▸ ФРАГМЕНТ ТЕКСТА:

_ _ _

В сказанном превалирует исторический ракурс гражданства, его возникновения как правового института, сменяющего институт подданства. Но в самой этой исторической замене пребывает логическое объяснение и современного гражданства, сколь бы чуждыми ни казались его потенциальные задачи значительным группам населения и сколь бы часто ни затемнялась его суть перипетиями текущей политики. Последняя, впрочем, дает сегодня немало материала и для «осовременивания» исторических корней института гражданства.

Во-первых, говоря о гражданстве как институте, оформляющем субстрат современного государства в качестве корпоративного субъекта (или субъекта Нового и Новейшего времени), мы всего лишь повторяем те тезисы, которые неоднократно излагались в работах по истории и теории гражданства, но были, пожалуй, особенно лаконично сформулированы Г. В. Чичериным в докладе о союзном гражданстве на сессии ЦИК СССР в 1924 г.: «Декларация прав человека и гражданина в 1791 году заменила понятие подданного, то есть объекта навязываемой воли, чуждой ему, принудительной государственной власти, понятием гражданства, то есть участника в коллективном волеизъявлении народа, воплощаемом в виде государственной власти. Однако на почве экономического неравенства классов государство не могло осуществлять волеизъявления трудящихся масс. И Октябрьская революция впервые создала гражданина в смысле носителя частицы коллективного волеизъявления трудящихся масс, воплощаемого в Советском государстве».5

«Политичность» гражданства в смысле наделенности политическими правами исторически составляла как бы основной признак этого института,6 хотя вообще-то статус гражданина или иностранца (или апатрида) влияет на обладание и другими, «неполитическими», правами. Известны в современном мире и иные примеры: когда «не граждане» все же участвуют в политической жизни, например в муниципальных выборах. Поэтому стержнем гражданства даже в историческом плане следует все же считать не собственно политические права, а концептуальное определение физического лица как соучастника осуществления политической власти, т. е. сам принцип, из которого уже следует признание за субъектами соответствующих прав или, наоборот, отстранение от обладания этими правами.

_ _ _

▸ ИСХОДНЫЕ ДАННЫЕ:

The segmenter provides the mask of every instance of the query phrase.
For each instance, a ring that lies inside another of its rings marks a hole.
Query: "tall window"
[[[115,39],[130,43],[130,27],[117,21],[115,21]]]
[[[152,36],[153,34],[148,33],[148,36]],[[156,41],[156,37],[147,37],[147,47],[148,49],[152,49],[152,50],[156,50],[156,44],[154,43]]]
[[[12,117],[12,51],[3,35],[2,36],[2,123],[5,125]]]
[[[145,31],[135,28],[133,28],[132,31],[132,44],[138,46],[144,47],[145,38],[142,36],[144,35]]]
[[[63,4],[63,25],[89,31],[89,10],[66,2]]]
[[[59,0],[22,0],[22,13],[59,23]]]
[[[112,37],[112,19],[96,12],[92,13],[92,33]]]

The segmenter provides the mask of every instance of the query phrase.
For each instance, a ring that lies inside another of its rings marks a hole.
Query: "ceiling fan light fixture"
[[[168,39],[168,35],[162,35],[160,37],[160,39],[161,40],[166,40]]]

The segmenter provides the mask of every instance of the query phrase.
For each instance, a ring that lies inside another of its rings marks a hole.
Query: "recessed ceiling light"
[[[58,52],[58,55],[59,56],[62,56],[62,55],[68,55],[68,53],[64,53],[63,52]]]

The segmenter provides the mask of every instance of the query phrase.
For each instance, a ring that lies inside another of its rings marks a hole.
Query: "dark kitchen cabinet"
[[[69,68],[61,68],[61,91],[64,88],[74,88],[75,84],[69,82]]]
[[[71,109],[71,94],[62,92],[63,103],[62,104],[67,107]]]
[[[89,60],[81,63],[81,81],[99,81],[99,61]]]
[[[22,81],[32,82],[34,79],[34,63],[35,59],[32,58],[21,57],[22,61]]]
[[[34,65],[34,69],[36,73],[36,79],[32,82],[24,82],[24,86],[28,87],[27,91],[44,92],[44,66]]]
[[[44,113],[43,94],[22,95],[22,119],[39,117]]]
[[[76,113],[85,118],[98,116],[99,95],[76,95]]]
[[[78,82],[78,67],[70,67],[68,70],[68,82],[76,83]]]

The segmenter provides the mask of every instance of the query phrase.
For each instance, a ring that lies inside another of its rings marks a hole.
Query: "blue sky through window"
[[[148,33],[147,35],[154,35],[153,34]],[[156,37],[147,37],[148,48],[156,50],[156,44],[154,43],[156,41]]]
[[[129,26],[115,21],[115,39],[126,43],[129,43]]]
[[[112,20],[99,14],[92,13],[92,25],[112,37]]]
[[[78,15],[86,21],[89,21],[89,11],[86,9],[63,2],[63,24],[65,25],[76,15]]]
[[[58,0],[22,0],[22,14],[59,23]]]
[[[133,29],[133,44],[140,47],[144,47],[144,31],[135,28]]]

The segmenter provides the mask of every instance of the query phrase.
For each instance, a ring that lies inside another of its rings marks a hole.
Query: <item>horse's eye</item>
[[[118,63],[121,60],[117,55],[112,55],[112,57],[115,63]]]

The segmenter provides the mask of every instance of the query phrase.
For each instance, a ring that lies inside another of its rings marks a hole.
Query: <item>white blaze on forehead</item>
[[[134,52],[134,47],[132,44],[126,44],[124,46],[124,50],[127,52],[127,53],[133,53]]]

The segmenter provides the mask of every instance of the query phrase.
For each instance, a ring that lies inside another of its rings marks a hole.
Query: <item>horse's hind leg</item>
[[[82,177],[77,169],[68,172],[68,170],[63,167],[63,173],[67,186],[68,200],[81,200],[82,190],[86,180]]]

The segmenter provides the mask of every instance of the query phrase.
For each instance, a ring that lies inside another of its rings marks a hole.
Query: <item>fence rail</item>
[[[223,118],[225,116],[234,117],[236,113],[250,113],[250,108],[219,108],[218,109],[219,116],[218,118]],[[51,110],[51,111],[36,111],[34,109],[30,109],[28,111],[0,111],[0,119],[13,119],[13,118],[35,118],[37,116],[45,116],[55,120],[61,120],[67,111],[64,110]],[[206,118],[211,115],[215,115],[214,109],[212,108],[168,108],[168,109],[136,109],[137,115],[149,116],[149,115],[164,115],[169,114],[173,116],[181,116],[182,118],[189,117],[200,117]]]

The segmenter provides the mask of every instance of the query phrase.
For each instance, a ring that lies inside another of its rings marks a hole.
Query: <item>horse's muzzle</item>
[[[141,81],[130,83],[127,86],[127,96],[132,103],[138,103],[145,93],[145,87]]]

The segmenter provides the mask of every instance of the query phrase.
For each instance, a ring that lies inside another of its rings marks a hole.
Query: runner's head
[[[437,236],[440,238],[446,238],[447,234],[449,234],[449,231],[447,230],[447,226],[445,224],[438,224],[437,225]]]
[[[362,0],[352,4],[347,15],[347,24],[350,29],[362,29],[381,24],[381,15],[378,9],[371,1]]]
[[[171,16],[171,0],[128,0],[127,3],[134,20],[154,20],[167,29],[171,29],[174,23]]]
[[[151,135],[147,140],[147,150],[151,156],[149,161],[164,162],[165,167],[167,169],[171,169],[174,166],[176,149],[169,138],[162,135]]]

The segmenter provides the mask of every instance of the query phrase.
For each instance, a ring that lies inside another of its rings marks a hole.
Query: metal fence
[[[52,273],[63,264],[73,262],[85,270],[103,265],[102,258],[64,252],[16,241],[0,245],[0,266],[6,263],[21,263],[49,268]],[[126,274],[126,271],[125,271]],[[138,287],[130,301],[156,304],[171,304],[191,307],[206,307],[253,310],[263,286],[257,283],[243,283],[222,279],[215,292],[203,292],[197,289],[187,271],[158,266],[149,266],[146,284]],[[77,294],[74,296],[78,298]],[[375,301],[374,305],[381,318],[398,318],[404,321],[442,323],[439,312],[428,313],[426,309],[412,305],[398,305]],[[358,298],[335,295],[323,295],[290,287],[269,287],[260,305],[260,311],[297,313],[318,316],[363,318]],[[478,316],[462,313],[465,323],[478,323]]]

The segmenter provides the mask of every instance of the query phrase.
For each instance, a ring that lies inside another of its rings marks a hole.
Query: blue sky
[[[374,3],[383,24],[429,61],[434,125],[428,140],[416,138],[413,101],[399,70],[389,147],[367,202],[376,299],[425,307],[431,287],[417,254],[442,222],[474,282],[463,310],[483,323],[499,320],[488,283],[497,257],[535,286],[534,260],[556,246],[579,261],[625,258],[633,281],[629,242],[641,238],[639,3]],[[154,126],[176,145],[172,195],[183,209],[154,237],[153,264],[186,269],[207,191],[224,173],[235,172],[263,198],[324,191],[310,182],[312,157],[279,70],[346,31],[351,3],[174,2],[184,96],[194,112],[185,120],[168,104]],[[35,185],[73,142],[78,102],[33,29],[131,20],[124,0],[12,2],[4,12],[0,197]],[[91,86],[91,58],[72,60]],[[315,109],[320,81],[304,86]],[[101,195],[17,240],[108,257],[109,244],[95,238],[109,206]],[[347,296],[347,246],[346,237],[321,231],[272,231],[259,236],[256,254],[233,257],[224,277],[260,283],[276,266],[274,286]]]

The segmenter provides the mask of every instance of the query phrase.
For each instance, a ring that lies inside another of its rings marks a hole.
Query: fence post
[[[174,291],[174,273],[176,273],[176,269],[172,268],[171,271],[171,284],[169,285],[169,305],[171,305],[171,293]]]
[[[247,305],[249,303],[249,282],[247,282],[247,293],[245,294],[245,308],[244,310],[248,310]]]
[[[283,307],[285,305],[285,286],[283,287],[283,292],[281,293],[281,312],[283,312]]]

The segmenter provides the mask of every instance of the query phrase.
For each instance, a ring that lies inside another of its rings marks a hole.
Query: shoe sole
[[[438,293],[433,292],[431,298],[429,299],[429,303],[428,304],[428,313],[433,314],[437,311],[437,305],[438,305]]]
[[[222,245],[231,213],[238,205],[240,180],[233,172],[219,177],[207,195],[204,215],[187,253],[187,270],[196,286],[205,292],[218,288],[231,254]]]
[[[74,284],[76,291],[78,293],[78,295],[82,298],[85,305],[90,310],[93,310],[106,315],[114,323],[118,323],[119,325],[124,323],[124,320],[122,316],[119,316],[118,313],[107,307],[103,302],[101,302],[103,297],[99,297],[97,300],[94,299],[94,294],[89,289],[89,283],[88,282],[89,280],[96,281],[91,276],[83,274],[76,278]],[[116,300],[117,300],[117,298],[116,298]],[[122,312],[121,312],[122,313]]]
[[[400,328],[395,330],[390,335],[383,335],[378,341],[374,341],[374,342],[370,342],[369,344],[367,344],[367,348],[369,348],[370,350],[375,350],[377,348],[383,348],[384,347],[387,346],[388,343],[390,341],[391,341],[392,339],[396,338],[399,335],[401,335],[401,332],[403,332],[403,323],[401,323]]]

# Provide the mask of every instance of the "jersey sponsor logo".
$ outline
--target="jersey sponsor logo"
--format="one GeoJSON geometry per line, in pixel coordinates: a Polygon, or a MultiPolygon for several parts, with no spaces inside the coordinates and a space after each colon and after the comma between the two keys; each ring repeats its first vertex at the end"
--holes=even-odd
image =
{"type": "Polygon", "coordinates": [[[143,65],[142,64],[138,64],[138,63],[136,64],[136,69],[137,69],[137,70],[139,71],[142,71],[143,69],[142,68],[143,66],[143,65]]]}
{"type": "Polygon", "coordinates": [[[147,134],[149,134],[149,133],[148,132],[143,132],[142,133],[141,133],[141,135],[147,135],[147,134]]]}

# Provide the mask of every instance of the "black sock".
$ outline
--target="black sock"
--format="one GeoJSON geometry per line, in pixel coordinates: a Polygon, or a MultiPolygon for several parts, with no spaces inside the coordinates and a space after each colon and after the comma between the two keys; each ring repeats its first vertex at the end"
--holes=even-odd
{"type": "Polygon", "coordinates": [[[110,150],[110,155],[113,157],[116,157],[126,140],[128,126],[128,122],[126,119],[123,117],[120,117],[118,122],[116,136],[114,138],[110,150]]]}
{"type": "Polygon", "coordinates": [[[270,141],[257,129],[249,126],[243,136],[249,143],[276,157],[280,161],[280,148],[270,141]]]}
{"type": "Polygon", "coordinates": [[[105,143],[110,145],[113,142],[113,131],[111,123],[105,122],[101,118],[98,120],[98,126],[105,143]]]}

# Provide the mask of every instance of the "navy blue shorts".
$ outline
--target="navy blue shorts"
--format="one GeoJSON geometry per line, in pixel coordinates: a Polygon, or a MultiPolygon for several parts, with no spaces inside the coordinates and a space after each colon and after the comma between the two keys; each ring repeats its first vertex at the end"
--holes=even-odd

_ _ _

▸ ЗАДАНИЕ: Перепишите фрагмент о гражданстве, начав со слов «В сказанном превалирует» и закончив словами «корней института гражданства.», и измените при этом «исторический ракурс» на «исторический аспект». Опирайтесь только на фрагмент текста.

▸ ОБРАЗЕЦ РЕШЕНИЯ:
В сказанном превалирует исторический аспект гражданства, его возникновения как правового института, сменяющего институт подданства. Но в самой этой исторической замене пребывает логическое объяснение и современного гражданства, сколь бы чуждыми ни казались его потенциальные задачи значительным группам населения и сколь бы часто ни затемнялась его суть перипетиями текущей политики. Последняя, впрочем, дает сегодня немало материала и для «осовременивания» исторических корней института гражданства.